SHORT TASK:
Count the lines in the records that contain the word "paddle", and reply with that number alone.

ENTRIES SUPPLIED:

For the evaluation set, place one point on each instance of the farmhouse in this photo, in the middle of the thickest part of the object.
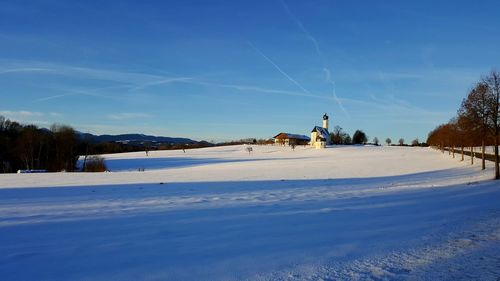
(290, 139)
(320, 137)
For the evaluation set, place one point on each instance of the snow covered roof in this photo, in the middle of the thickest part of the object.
(322, 132)
(292, 136)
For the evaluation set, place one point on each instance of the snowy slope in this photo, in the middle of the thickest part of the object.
(344, 213)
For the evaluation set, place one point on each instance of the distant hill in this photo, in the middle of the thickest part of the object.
(135, 139)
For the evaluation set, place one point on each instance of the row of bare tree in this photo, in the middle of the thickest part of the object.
(30, 148)
(477, 122)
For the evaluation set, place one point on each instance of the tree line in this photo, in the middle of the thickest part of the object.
(338, 136)
(477, 122)
(27, 147)
(31, 148)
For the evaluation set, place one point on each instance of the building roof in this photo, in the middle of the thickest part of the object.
(322, 132)
(291, 136)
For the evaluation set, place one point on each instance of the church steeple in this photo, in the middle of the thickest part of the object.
(325, 121)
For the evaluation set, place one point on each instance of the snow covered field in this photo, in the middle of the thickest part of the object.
(344, 213)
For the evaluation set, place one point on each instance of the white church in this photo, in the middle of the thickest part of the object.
(320, 137)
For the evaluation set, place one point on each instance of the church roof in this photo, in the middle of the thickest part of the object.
(322, 132)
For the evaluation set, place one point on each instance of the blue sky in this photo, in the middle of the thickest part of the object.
(220, 70)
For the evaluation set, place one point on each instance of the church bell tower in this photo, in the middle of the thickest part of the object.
(325, 121)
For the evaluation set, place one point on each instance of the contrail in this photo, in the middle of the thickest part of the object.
(335, 97)
(279, 68)
(318, 52)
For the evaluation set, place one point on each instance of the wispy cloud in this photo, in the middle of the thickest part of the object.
(24, 69)
(278, 68)
(128, 115)
(31, 117)
(20, 113)
(161, 82)
(326, 69)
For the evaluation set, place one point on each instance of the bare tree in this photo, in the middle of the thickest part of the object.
(493, 83)
(415, 142)
(475, 108)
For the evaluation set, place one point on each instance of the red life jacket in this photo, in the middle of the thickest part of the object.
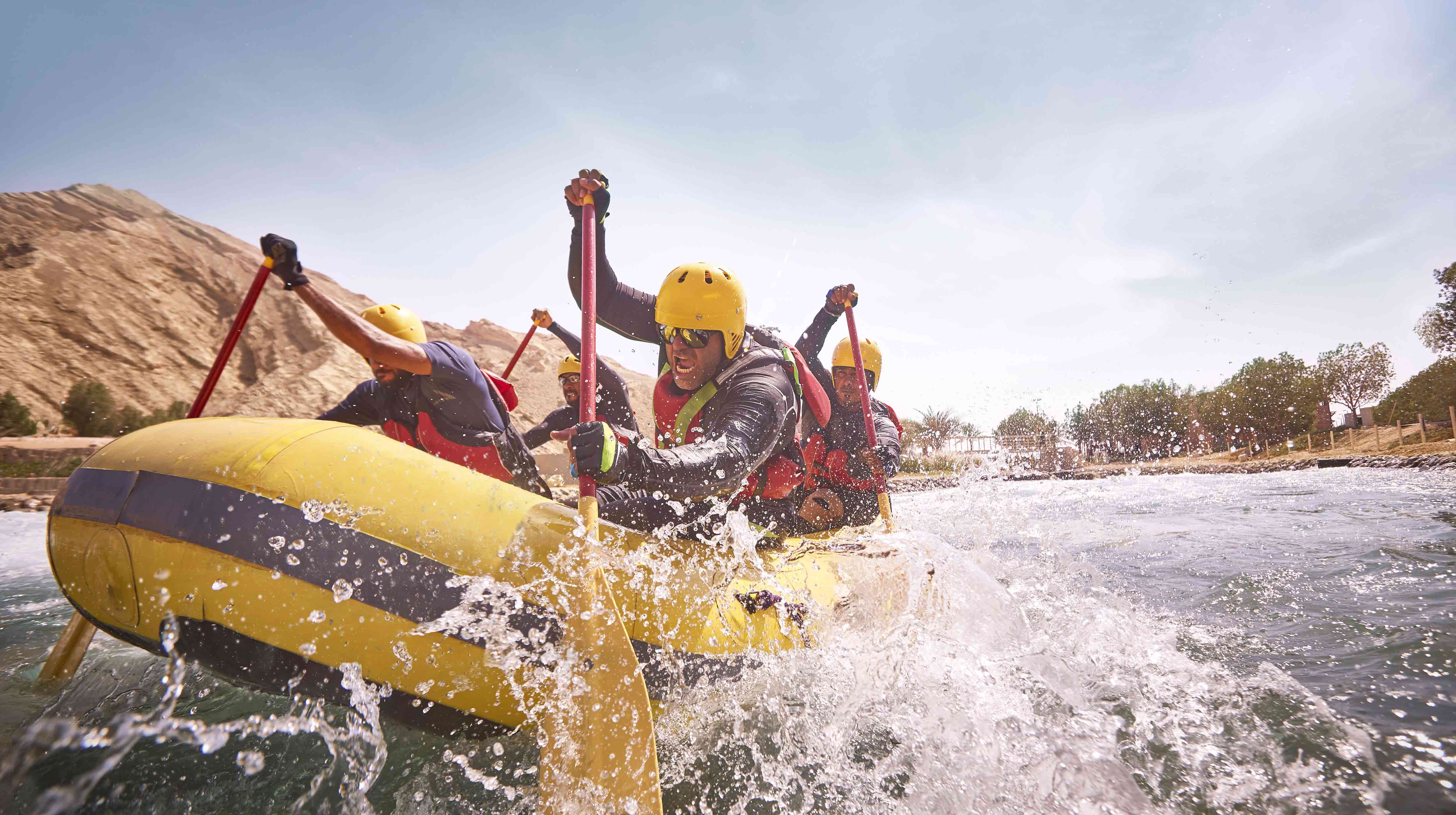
(679, 420)
(485, 460)
(832, 466)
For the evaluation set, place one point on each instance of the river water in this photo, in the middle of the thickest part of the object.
(1276, 642)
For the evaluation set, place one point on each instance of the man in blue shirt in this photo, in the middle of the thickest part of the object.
(427, 395)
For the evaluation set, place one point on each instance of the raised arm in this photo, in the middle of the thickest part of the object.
(343, 324)
(887, 439)
(627, 311)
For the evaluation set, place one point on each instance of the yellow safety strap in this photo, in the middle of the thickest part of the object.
(689, 412)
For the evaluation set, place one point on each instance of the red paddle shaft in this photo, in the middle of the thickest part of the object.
(589, 325)
(519, 350)
(234, 334)
(864, 386)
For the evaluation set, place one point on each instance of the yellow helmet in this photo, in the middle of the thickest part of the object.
(395, 321)
(704, 296)
(868, 353)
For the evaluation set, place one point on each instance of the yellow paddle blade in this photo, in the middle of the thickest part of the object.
(599, 753)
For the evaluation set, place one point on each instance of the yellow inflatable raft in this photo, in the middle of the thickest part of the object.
(287, 548)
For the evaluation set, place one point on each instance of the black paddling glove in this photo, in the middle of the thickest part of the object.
(599, 453)
(602, 199)
(286, 260)
(835, 308)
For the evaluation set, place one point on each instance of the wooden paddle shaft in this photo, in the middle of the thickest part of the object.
(519, 350)
(587, 504)
(864, 405)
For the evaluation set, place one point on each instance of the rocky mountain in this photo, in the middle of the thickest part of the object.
(107, 284)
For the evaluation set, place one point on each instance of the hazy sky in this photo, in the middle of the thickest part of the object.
(1037, 200)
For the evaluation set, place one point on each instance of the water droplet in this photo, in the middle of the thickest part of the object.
(314, 511)
(251, 762)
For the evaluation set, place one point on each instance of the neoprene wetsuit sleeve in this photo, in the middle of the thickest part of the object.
(743, 434)
(813, 338)
(810, 346)
(887, 436)
(630, 312)
(558, 420)
(359, 408)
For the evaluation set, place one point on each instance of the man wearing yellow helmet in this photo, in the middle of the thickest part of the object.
(841, 487)
(612, 391)
(427, 395)
(727, 405)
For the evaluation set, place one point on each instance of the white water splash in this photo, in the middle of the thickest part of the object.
(357, 747)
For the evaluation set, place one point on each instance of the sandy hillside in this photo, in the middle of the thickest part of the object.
(108, 284)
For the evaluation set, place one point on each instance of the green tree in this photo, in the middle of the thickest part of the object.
(1135, 421)
(1356, 376)
(1024, 423)
(1438, 327)
(940, 427)
(1266, 401)
(89, 410)
(915, 437)
(15, 418)
(1429, 392)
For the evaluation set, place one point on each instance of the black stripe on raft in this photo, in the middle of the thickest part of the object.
(666, 672)
(95, 495)
(263, 532)
(247, 526)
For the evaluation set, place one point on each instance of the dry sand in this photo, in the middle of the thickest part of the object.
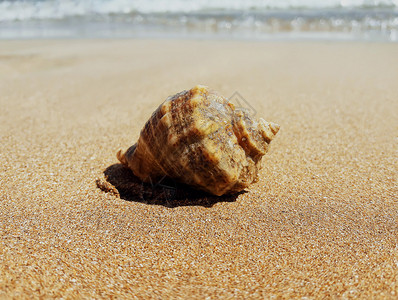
(321, 222)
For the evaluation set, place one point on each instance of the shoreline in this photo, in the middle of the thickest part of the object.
(320, 222)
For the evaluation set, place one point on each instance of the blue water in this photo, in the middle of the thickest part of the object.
(210, 19)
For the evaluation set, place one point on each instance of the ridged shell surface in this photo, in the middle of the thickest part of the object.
(197, 137)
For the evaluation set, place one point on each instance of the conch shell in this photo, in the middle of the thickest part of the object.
(198, 138)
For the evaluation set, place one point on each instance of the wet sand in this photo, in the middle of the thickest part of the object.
(321, 222)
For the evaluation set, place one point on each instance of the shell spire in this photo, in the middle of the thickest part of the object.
(197, 137)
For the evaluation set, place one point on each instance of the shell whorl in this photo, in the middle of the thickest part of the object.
(197, 137)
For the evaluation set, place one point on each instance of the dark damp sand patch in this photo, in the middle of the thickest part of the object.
(121, 182)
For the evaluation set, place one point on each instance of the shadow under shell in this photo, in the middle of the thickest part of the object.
(120, 181)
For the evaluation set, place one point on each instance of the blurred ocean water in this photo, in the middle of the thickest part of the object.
(374, 20)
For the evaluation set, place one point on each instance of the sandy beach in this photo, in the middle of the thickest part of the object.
(322, 221)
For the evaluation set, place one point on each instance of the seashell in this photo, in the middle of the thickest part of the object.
(199, 138)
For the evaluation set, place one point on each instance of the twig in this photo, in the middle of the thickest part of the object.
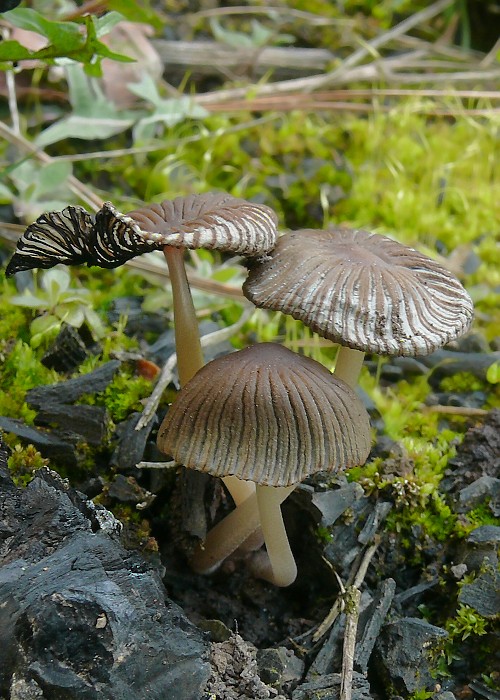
(83, 192)
(357, 580)
(318, 81)
(253, 10)
(456, 410)
(167, 372)
(352, 597)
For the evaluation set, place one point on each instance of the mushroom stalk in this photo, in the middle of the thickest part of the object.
(187, 337)
(348, 365)
(187, 344)
(283, 570)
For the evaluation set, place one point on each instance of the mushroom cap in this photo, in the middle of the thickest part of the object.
(55, 237)
(211, 220)
(115, 239)
(362, 290)
(268, 415)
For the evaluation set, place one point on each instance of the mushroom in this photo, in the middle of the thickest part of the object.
(214, 221)
(363, 290)
(272, 417)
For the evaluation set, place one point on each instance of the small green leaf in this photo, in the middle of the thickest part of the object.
(103, 25)
(55, 281)
(65, 35)
(13, 51)
(51, 176)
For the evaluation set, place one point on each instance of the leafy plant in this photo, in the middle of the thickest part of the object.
(58, 304)
(77, 40)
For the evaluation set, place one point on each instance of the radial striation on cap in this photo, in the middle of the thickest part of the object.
(268, 415)
(362, 290)
(212, 220)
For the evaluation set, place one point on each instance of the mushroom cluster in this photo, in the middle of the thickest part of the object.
(271, 417)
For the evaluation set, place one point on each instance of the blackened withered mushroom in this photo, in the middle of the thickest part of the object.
(272, 417)
(363, 290)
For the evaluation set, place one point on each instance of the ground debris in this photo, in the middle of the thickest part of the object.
(235, 673)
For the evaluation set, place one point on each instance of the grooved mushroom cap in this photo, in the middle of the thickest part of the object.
(55, 237)
(362, 290)
(268, 415)
(213, 220)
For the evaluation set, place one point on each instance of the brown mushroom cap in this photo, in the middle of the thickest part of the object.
(212, 220)
(363, 290)
(267, 415)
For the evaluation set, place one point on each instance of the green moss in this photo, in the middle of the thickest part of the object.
(481, 515)
(123, 395)
(21, 371)
(23, 461)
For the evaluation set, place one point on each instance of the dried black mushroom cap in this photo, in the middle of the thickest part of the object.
(267, 415)
(115, 239)
(55, 237)
(75, 237)
(212, 220)
(363, 290)
(271, 416)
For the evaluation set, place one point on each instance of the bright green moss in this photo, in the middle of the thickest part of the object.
(21, 371)
(23, 461)
(123, 395)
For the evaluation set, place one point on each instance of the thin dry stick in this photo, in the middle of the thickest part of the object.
(167, 372)
(288, 12)
(456, 410)
(357, 580)
(85, 194)
(317, 81)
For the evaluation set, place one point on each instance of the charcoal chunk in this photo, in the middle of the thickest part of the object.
(72, 389)
(81, 617)
(403, 653)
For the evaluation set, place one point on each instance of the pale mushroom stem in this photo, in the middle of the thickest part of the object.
(348, 365)
(283, 570)
(187, 344)
(187, 337)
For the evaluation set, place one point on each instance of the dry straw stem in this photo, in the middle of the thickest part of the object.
(84, 193)
(320, 81)
(352, 596)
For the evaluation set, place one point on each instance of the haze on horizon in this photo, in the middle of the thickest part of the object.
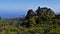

EXERCISE ANSWER:
3